(Data items)

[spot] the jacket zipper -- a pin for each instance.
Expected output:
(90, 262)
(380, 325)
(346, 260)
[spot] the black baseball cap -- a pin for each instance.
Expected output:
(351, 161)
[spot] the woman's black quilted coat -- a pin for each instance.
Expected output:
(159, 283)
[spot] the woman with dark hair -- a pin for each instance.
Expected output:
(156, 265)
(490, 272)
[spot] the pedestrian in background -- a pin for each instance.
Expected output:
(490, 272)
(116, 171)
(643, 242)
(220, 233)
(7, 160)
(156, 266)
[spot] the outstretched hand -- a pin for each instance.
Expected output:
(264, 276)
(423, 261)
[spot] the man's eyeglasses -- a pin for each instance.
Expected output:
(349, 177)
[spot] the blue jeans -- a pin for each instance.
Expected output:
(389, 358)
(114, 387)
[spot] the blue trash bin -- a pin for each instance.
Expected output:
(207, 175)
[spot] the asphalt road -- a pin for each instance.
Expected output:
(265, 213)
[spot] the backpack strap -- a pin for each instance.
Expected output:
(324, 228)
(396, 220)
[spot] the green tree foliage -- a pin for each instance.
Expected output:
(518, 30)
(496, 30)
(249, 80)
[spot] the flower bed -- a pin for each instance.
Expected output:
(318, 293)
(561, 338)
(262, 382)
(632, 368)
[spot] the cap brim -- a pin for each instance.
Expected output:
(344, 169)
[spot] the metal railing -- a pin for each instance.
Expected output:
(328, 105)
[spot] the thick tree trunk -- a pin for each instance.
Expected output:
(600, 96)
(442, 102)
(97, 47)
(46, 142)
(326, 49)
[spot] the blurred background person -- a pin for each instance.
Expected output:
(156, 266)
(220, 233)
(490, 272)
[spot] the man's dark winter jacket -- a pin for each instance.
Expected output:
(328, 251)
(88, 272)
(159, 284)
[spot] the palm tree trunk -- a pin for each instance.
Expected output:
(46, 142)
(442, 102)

• _What the task asks_: Scan the data above for the word "dark" and report every line where it is found.

• _Output for this exercise_:
[spot] the woman with dark hair -- a pin for each instance.
[spot] the man's dark winter jacket -- a pin for each instance.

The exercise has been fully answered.